**What you have to do:** Identify every line in the entries below that contains the string "deck", and copy each of those lines. The match is case-sensitive.

----- Data rows -----

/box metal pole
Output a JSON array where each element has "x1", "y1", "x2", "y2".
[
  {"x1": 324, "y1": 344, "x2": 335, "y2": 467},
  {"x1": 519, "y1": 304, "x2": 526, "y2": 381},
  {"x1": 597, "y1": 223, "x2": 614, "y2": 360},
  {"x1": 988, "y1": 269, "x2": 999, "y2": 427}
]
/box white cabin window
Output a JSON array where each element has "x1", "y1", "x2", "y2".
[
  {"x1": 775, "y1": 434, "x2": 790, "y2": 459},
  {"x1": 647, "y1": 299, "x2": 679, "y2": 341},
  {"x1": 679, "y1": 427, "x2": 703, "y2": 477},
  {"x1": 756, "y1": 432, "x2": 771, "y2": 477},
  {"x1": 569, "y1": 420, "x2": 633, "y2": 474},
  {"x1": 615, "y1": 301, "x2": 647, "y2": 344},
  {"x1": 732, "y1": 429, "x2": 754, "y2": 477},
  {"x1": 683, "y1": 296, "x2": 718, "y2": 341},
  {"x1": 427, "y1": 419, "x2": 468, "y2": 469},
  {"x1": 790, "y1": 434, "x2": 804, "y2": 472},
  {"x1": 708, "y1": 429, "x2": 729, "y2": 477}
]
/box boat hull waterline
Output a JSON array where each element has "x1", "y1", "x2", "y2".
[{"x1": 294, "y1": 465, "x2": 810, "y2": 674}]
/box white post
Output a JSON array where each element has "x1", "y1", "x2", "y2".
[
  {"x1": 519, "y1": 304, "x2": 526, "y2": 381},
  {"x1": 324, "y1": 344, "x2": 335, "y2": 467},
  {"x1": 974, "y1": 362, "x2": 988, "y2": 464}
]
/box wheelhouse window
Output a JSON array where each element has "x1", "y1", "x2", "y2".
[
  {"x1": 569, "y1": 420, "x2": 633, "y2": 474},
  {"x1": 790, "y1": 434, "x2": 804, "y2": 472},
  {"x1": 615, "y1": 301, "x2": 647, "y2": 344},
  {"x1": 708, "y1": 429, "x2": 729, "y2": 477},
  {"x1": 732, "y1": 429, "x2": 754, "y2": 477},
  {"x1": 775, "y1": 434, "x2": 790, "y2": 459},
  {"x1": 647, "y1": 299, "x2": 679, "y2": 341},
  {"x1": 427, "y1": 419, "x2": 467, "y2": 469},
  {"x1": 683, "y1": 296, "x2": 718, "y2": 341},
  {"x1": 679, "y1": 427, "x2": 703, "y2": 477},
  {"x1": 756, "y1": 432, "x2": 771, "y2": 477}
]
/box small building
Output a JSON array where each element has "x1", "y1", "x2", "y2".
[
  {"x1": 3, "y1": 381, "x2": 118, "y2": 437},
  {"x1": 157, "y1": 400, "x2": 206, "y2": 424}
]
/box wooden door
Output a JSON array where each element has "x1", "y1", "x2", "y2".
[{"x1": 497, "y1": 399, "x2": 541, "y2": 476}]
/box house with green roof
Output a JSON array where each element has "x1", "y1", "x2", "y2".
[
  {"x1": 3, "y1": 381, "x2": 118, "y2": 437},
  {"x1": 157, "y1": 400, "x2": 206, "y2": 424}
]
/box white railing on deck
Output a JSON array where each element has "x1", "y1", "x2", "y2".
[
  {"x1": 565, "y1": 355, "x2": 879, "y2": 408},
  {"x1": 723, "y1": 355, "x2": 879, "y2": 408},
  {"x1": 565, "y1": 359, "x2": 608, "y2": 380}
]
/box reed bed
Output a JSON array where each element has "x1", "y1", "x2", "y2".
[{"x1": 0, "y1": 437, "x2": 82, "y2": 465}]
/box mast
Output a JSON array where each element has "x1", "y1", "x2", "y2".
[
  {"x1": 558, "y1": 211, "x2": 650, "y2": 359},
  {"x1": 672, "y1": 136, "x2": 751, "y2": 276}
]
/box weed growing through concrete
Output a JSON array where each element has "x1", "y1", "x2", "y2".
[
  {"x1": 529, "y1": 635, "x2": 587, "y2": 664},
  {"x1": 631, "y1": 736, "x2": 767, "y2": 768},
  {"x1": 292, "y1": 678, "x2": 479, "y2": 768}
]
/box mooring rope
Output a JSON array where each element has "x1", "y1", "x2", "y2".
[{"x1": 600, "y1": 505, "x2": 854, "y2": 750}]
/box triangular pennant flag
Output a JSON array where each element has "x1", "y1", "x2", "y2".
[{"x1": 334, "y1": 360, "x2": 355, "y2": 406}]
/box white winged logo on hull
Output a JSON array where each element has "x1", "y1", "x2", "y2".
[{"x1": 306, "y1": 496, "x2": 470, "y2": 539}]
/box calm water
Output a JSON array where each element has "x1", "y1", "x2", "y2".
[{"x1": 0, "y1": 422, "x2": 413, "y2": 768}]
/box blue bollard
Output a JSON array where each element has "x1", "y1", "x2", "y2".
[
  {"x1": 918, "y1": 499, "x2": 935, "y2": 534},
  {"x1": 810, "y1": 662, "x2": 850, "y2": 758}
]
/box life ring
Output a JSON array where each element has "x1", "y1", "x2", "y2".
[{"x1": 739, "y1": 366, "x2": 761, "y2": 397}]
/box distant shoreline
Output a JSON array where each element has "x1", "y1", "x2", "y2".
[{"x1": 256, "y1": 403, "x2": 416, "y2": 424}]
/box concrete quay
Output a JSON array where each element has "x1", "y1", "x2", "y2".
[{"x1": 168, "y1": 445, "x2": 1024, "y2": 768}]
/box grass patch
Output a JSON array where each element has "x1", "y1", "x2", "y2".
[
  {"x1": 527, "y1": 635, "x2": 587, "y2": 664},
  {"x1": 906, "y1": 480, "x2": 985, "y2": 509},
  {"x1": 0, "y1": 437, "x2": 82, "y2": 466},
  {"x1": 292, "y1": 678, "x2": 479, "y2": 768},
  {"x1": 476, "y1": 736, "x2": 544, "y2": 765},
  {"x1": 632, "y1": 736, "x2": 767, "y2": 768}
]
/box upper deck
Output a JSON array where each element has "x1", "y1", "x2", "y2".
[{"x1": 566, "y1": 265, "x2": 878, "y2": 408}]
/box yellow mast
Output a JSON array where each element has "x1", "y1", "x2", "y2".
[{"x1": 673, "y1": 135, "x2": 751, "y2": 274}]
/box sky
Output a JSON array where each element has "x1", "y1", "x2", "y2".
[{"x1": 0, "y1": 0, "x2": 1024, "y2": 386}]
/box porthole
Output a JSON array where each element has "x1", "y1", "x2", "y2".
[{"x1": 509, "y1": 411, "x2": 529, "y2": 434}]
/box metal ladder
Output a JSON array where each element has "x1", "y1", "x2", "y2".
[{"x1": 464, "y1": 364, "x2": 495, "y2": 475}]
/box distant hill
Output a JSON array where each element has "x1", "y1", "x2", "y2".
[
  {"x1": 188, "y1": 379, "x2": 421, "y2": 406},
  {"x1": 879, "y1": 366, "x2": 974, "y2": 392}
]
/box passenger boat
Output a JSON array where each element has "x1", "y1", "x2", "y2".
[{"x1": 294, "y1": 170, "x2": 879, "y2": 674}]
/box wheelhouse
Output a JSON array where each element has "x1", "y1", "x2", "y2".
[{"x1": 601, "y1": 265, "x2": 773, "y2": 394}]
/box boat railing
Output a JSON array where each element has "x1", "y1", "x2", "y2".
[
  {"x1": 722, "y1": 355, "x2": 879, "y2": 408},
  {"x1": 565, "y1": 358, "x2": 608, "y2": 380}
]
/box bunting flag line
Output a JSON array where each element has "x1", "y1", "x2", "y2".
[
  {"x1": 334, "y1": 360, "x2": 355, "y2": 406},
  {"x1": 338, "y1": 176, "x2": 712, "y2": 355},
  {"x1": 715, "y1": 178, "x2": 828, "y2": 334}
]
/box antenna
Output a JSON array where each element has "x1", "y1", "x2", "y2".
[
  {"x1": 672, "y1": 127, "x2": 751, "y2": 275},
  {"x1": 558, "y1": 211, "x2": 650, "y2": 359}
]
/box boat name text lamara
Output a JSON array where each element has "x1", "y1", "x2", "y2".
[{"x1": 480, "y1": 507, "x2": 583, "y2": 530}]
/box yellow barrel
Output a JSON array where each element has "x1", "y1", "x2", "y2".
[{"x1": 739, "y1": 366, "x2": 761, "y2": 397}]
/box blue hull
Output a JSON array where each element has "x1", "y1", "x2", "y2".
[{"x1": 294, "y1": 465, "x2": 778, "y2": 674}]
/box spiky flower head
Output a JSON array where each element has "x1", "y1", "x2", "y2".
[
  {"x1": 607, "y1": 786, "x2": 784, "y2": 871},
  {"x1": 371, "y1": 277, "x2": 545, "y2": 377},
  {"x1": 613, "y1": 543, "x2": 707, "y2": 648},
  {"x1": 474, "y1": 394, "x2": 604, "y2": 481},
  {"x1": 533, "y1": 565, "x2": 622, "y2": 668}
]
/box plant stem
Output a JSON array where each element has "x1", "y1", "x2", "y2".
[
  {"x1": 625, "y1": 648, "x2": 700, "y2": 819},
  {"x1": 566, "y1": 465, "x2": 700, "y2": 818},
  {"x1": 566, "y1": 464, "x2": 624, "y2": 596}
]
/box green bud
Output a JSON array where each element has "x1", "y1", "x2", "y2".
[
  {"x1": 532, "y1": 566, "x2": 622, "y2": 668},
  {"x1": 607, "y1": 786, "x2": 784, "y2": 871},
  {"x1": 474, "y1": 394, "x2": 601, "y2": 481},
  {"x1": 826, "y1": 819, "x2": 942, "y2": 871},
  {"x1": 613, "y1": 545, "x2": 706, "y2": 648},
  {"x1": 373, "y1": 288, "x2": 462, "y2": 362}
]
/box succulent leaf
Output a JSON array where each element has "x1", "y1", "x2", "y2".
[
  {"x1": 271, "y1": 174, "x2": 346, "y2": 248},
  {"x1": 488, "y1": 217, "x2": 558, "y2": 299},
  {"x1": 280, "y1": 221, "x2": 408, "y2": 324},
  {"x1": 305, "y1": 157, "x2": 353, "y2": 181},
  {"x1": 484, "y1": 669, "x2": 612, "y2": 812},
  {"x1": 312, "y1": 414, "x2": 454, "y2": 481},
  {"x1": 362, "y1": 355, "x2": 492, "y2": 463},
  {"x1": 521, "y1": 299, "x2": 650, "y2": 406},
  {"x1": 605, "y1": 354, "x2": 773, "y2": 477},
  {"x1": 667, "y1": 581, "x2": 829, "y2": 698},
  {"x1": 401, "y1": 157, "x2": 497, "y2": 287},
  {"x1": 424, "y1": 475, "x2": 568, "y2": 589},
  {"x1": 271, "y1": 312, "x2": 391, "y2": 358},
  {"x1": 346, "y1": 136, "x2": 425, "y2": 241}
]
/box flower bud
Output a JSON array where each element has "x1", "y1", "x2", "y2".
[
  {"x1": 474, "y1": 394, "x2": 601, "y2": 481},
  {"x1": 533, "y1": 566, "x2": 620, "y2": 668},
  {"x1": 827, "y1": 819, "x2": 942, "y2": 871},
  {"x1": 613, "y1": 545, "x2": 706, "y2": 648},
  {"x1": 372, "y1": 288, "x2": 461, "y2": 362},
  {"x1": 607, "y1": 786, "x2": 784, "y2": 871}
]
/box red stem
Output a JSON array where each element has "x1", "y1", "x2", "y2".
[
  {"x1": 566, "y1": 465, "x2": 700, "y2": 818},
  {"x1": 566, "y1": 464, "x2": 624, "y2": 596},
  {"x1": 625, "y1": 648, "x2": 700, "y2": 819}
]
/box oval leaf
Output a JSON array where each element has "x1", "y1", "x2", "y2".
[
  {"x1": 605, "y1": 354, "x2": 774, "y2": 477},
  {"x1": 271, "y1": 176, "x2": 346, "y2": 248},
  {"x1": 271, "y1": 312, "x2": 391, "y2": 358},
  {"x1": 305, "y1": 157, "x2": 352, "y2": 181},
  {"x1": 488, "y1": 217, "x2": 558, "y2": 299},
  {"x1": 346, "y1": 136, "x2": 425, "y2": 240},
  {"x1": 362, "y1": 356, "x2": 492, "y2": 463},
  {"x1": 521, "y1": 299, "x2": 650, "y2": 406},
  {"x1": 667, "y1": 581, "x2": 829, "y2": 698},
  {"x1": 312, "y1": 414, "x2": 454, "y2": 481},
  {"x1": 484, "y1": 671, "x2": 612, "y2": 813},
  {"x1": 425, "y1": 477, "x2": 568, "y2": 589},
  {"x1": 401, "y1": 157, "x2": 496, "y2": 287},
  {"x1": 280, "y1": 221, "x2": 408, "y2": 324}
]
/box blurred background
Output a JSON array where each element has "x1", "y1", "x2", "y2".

-----

**Solution:**
/box white railing on deck
/box upper deck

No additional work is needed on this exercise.